◆ **Exercise description**: Repeat exactly every line that comes at or after the line containing "of the window", through the end of the entries below.

━━━ Data for the task

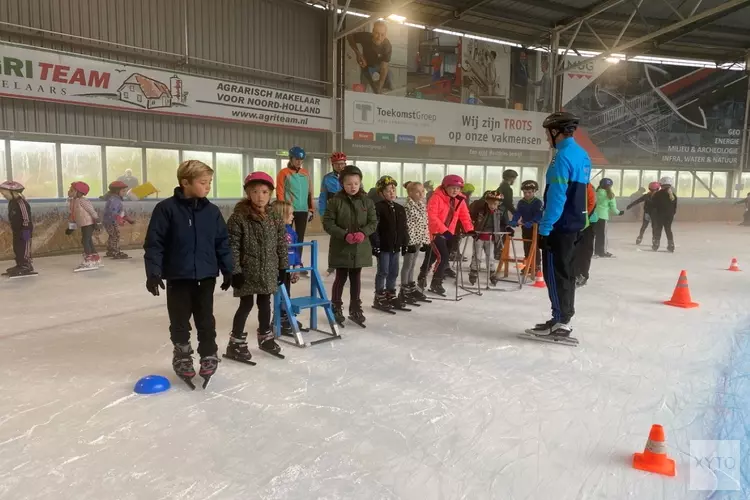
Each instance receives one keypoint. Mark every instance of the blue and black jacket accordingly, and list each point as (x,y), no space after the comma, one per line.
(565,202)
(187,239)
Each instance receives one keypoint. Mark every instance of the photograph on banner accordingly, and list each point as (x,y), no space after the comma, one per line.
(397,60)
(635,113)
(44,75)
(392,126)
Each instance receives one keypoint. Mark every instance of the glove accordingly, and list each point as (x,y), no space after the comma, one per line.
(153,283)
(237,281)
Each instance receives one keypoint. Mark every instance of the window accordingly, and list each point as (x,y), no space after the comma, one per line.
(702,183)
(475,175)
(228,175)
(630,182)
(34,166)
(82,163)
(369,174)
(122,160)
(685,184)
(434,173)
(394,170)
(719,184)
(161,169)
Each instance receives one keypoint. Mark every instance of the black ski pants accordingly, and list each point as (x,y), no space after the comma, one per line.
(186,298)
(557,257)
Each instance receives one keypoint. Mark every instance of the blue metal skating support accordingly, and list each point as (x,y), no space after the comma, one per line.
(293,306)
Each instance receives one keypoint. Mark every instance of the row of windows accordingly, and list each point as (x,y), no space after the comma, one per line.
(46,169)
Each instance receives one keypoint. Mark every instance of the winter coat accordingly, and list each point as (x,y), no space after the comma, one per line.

━━━━━━

◆ **Exercise answer**:
Each instance receives one keypoint. Mark every instance of the window accordingly, and list each point as (x,y), no space after the comma, one per line.
(702,183)
(475,175)
(228,175)
(630,182)
(34,166)
(82,163)
(369,174)
(122,160)
(685,184)
(434,173)
(394,170)
(719,184)
(161,169)
Each instance receives one keypoint. Mark every instance of the black ski pants accordingly, and list each point as (x,y), no space after the comma, one per line.
(186,298)
(557,257)
Each instance receives one keypoint. Mark every instance of the blue metal skating support accordingly, and list each point as (x,y), no space after the comma, one per line.
(293,306)
Each instance receives one keypoint. Mark every instance of the row of windows accordingly, and list each point as (x,y), no space after the comma, one per line.
(46,169)
Each instance receives one keypoint. Mark every instance of the winter coat accordingly, and list each point as (x,y), no space after the comma, one per line.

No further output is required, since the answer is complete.